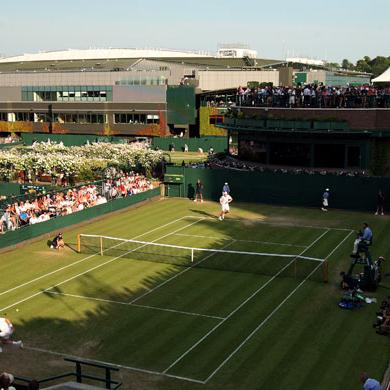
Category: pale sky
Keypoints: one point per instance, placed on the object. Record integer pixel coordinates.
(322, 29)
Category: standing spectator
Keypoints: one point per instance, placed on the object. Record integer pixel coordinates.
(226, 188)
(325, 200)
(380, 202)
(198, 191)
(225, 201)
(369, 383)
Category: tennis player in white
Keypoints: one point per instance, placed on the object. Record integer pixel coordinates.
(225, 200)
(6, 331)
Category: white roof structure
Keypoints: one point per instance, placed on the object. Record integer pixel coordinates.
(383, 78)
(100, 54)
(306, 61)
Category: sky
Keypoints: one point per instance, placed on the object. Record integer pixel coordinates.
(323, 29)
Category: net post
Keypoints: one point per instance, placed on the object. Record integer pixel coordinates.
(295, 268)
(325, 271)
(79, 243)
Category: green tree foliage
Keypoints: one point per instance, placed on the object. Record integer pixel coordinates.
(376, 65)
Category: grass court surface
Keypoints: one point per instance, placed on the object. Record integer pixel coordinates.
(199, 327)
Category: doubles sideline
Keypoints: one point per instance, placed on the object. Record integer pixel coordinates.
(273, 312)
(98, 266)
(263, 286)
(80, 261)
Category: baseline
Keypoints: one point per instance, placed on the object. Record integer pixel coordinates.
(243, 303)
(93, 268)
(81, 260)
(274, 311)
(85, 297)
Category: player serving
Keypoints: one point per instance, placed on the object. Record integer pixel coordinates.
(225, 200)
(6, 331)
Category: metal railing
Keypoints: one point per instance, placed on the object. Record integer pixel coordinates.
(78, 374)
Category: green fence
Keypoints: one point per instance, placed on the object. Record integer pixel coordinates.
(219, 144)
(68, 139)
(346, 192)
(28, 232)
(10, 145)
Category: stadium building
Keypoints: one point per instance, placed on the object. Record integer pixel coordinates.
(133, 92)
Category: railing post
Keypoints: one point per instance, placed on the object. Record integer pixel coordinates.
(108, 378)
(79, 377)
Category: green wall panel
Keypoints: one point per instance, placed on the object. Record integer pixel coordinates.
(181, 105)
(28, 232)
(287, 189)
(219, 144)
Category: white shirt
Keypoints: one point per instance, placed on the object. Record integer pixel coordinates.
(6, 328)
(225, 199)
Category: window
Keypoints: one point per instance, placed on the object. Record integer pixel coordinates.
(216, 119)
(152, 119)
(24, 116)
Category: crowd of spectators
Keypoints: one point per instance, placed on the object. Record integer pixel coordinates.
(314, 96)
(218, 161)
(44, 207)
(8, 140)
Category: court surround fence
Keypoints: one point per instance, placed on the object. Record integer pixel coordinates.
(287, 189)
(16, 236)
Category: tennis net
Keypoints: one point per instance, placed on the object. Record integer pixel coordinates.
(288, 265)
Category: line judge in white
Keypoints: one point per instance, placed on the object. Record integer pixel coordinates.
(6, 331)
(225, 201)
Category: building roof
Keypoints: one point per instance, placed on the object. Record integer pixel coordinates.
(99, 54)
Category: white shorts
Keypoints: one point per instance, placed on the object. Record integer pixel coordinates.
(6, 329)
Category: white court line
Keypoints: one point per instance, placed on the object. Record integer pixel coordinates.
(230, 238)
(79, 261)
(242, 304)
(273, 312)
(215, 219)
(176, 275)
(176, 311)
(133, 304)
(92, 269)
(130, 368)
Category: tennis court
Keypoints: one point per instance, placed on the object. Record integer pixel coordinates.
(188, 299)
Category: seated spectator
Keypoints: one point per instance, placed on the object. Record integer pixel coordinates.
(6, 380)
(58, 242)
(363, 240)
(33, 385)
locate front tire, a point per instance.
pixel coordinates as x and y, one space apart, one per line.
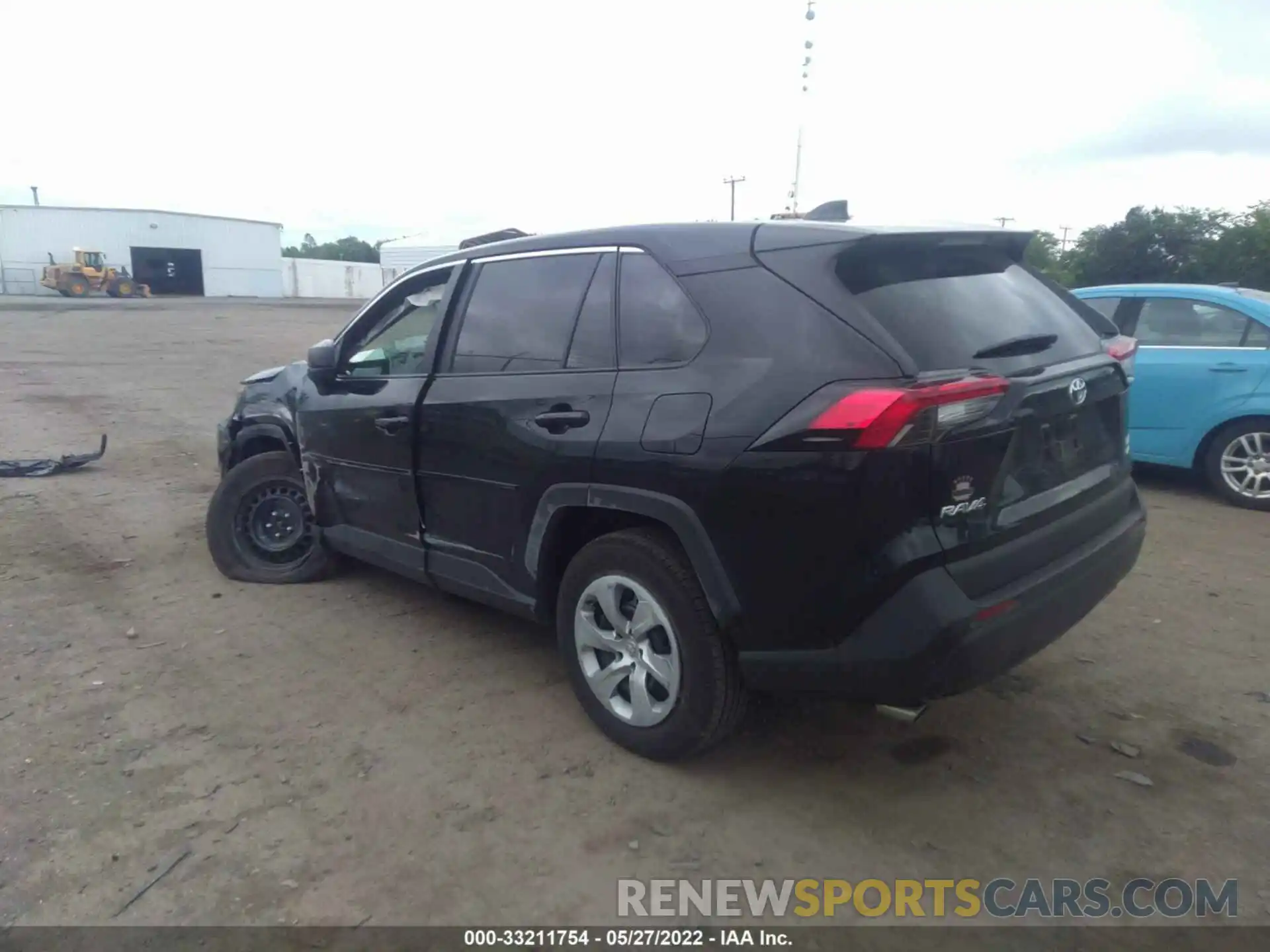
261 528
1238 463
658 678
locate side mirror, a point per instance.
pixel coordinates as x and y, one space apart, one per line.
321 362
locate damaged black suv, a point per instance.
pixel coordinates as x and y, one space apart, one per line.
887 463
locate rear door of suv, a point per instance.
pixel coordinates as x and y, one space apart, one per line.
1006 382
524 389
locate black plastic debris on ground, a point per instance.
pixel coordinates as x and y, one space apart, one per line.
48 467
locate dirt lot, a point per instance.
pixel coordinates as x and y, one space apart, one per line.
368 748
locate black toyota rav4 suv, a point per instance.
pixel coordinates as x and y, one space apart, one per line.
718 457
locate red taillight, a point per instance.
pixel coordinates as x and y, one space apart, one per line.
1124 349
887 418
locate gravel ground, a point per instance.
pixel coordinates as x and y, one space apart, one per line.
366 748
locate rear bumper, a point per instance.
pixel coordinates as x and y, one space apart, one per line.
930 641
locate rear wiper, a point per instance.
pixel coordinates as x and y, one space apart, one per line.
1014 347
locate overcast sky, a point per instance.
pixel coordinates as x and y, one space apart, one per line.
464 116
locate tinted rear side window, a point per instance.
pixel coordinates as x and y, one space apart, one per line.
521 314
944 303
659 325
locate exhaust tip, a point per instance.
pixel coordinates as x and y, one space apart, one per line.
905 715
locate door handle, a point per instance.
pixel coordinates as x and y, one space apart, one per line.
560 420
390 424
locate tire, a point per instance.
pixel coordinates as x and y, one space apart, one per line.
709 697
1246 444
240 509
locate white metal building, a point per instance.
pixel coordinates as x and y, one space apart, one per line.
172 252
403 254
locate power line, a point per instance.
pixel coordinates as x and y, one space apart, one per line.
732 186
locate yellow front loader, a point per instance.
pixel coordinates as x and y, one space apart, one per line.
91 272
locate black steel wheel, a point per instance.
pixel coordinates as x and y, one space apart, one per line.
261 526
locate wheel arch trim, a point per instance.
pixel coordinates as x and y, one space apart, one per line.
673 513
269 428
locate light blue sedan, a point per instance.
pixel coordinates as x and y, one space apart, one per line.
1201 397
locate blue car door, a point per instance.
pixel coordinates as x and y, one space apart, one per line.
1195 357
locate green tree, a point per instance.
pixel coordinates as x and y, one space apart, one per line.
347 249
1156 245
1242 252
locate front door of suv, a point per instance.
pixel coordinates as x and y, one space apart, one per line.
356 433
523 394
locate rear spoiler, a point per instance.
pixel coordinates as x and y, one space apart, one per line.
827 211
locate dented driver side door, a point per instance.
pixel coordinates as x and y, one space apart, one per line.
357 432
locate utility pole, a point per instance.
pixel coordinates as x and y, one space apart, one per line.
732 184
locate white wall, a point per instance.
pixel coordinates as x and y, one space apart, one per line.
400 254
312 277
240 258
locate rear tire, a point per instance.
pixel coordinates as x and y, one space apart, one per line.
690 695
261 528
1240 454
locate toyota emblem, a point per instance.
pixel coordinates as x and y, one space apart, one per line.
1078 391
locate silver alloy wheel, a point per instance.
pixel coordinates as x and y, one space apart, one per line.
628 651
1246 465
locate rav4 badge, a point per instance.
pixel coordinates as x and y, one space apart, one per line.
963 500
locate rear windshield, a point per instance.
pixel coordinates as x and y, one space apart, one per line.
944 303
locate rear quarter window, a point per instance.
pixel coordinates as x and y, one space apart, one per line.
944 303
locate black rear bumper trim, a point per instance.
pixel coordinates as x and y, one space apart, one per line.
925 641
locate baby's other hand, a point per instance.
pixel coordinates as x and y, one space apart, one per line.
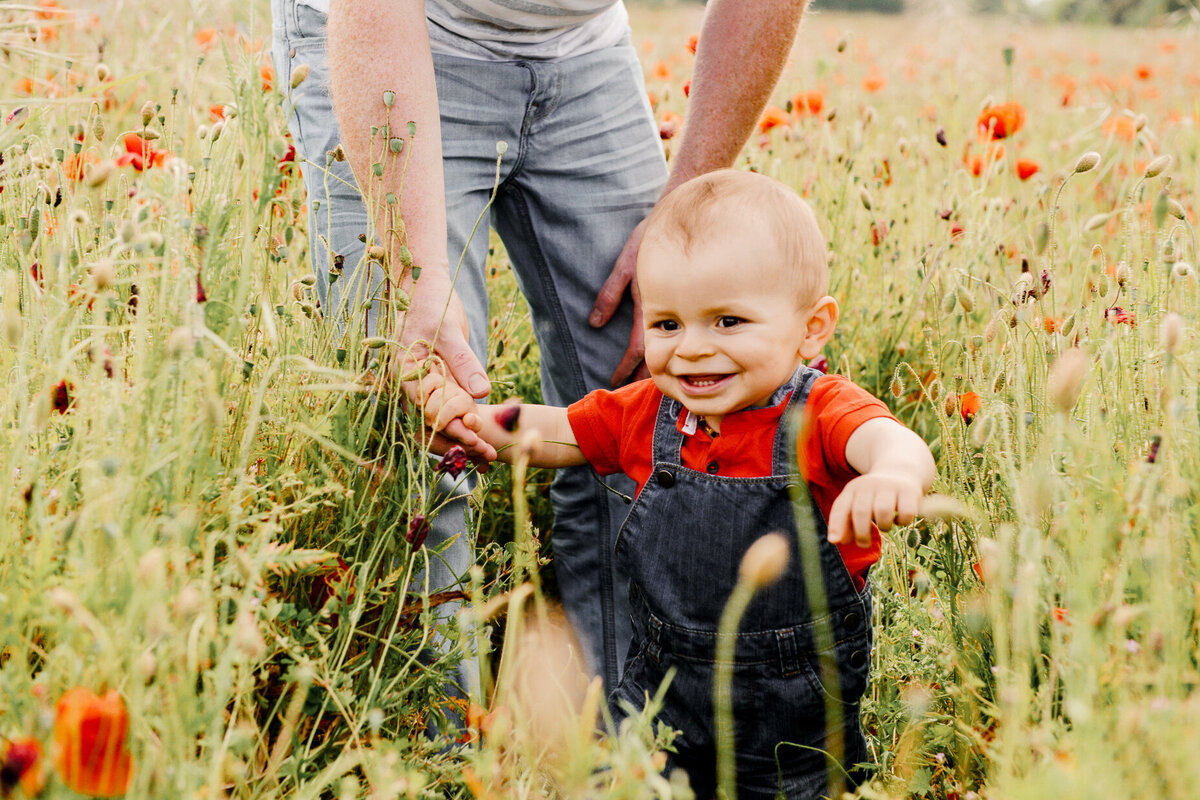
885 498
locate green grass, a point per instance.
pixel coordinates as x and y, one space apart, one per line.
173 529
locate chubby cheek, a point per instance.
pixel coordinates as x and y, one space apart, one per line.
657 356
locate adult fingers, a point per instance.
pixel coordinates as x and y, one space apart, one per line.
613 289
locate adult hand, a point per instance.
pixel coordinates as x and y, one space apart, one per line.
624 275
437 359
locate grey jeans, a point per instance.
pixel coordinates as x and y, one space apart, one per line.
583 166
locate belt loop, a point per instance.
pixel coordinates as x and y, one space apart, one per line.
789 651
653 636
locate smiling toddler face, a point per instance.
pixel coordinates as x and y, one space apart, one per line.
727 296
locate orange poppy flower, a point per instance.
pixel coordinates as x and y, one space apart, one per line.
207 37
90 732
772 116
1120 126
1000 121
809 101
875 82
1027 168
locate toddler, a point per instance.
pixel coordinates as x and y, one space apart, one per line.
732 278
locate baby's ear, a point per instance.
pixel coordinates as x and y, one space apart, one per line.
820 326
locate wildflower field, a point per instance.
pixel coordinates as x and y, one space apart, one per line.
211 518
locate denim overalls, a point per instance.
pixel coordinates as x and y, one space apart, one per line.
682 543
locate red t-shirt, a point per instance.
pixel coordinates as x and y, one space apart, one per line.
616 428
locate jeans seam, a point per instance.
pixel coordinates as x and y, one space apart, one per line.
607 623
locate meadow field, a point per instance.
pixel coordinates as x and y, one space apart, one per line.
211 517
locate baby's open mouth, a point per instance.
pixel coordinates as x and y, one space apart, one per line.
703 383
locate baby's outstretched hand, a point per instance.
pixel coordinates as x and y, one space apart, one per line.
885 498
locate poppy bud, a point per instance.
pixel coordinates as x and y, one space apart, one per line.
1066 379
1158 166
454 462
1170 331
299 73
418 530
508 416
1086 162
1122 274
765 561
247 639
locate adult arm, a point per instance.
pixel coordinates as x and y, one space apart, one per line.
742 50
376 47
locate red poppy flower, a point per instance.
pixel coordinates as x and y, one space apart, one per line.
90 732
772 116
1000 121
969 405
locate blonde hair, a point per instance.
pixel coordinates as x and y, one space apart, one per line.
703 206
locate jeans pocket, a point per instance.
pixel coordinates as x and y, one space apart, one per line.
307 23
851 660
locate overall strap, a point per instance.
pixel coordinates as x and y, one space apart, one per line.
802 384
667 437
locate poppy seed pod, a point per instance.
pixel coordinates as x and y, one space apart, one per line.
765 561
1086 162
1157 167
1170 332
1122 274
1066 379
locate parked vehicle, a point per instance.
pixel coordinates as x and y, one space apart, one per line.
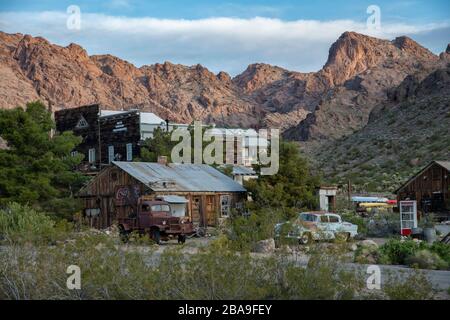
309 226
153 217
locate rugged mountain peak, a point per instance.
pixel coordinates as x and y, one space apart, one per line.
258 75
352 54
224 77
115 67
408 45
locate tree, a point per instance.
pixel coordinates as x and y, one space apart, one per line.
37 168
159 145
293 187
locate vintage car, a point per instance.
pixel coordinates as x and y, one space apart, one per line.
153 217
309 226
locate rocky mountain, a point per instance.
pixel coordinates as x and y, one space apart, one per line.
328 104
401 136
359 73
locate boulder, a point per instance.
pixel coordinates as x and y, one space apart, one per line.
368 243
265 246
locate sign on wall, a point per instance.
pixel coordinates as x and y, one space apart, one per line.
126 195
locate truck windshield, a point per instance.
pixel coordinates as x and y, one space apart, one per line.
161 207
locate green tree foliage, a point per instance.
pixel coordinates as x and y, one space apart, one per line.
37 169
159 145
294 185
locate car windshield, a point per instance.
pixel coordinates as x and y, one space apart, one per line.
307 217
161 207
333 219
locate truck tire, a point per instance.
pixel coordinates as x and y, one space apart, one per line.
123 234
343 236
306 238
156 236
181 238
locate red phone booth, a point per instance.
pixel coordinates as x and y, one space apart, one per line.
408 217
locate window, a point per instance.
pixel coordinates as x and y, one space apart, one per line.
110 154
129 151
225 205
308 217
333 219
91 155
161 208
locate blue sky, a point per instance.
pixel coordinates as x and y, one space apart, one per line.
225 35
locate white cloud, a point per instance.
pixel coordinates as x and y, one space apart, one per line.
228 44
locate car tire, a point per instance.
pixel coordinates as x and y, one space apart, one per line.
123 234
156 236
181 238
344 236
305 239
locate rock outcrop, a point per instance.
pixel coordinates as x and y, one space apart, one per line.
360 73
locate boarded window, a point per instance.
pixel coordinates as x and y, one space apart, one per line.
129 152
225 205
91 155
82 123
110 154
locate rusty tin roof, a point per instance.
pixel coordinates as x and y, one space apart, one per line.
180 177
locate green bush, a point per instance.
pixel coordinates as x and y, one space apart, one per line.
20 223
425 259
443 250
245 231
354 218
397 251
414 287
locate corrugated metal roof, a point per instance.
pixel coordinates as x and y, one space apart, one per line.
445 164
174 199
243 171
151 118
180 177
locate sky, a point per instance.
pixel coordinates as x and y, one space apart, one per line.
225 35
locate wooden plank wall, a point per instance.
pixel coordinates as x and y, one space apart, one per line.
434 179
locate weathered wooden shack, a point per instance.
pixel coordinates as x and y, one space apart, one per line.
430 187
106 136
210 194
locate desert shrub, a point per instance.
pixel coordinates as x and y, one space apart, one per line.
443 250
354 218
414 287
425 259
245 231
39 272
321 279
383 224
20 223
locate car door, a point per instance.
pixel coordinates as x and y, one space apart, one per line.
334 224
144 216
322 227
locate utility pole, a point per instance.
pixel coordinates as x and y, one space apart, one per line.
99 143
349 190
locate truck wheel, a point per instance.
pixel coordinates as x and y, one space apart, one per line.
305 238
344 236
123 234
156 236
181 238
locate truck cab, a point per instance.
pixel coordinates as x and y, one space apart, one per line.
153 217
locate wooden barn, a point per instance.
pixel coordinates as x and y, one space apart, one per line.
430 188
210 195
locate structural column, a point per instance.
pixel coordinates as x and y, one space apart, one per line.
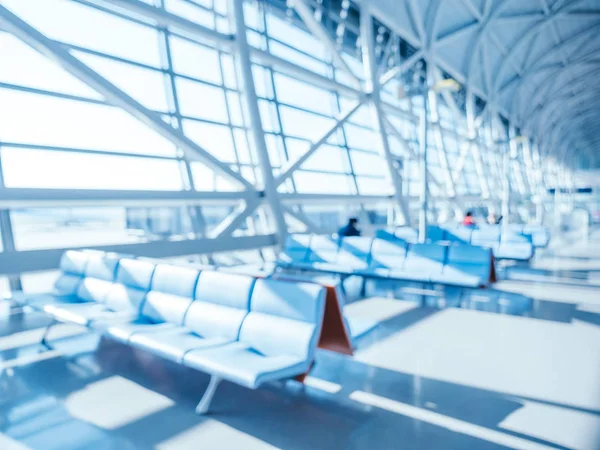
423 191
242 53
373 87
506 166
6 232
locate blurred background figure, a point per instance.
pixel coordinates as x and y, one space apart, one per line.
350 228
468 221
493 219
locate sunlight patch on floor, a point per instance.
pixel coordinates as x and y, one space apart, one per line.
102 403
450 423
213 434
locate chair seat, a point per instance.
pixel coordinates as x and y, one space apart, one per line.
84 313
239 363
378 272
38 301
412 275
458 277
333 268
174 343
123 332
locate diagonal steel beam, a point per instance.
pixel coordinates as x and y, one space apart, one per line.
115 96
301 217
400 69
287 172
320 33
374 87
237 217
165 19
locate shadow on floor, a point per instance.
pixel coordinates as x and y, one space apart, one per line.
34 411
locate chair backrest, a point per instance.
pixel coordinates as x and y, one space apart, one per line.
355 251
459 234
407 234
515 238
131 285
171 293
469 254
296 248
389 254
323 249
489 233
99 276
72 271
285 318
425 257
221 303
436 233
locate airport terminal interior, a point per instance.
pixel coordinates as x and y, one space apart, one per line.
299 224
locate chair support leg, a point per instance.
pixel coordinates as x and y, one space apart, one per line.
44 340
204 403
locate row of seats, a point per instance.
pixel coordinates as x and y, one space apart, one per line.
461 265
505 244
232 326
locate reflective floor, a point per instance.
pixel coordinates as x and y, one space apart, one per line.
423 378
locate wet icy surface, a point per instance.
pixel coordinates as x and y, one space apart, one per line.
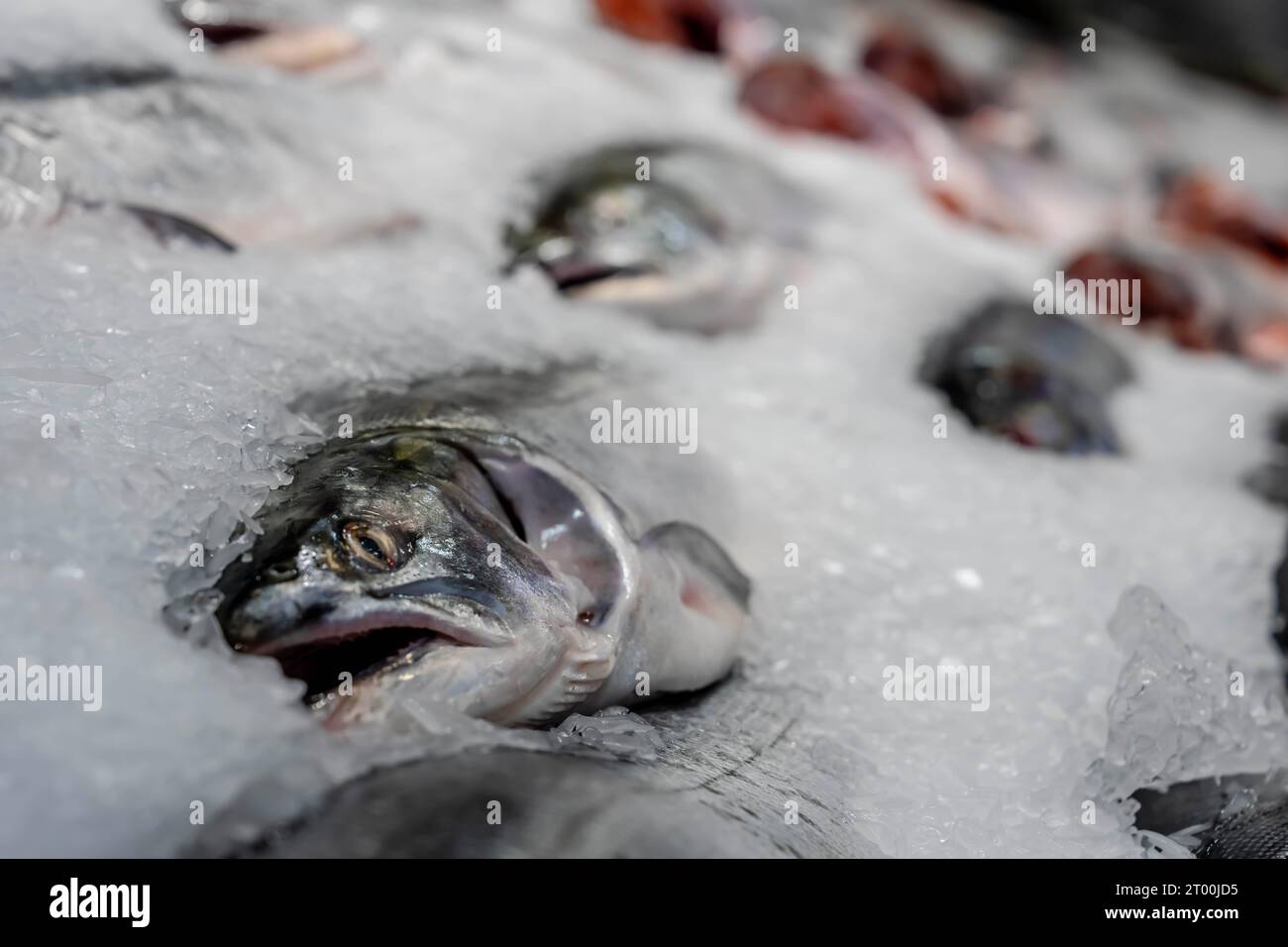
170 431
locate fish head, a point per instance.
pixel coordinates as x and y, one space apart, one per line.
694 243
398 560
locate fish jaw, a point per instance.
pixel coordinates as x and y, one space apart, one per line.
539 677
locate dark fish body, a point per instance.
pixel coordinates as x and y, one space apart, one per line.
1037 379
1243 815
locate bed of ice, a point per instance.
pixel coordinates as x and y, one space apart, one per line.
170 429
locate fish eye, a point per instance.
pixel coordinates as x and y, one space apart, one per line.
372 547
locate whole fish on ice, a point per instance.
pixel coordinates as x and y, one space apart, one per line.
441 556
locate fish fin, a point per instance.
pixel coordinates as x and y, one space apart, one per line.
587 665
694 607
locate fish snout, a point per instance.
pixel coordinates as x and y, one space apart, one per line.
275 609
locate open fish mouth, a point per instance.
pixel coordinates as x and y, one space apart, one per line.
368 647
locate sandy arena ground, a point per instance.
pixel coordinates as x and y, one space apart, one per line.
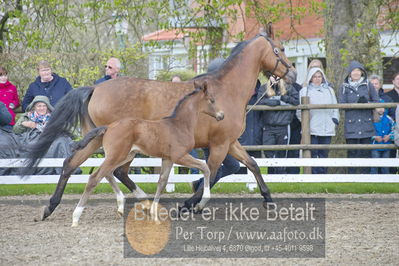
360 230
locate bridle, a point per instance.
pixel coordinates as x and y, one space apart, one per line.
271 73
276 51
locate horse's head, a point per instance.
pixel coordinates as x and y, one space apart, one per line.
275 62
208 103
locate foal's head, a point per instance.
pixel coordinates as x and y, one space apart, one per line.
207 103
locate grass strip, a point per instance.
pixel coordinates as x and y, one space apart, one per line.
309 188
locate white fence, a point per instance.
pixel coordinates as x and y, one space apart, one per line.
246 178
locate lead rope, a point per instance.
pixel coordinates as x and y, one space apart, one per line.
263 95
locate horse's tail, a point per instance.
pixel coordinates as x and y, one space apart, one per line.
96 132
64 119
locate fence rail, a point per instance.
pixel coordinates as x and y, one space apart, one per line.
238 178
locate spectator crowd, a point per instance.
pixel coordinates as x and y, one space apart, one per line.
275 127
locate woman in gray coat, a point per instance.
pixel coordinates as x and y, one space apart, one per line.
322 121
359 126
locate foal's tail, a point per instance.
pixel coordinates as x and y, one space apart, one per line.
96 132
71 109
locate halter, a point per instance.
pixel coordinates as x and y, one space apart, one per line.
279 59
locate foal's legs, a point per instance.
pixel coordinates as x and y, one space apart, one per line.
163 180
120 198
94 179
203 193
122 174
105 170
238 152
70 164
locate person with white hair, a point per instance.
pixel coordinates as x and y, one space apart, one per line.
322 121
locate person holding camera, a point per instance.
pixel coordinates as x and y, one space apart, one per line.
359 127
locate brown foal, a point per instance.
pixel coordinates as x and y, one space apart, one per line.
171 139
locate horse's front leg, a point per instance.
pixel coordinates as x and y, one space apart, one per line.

# Stated goal:
The lines to quote run from the one containing "locate grass strip, a point per instance." through the final line of the material above; please give them exactly, both ends included, and nothing else.

# Written response:
locate grass strip, a point per instance.
pixel coordinates as x and y, one space apart, one per line.
309 188
locate white fence, a point per instance.
pixel coordinates as x and y, one space apart, one per line.
246 178
locate lead rope, a point per instance.
pixel coordinates as x and y, one space apart, one per line.
263 95
locate horse's tail, a point per instance.
pixel coordinates as x and y, one space apart, one per line.
96 132
64 119
locate fence rail, a point per instance.
pixel coordinates as x and y, one space apart, one per line.
238 178
locate spectator crowd, a point per instance.
pixel coordinates as x and y, one space apart, one per line.
275 127
locate woman in gray coat, a point per instance.
pixel coordinates as x and y, one space apart, one per line.
322 121
359 126
locate foal's tail, a point per instance.
pixel coordinates as x and y, one space apart, one per line.
96 132
71 109
locate halter, a point per instance.
pixel coordinates as x and y, one space apart, one per line.
279 59
locate foal's legs, a point per instance.
pixel coordinates as x and y, one space apart, one per line.
163 180
120 198
94 179
203 193
122 174
105 170
238 152
70 164
locate person with white hair, a point per instance.
pixel coordinates as x and y, one space apart, one per line.
322 121
locate person holding camera, a point per instance.
pixel coordinates as x and y, one space apart, one per line.
359 127
locate brown foal, a point per instance.
pixel coordinates as x and y, one space apart, one per line.
171 139
locate horse's front leg, a point per instance.
pixel coordinates as x and y, one space apart, one per line.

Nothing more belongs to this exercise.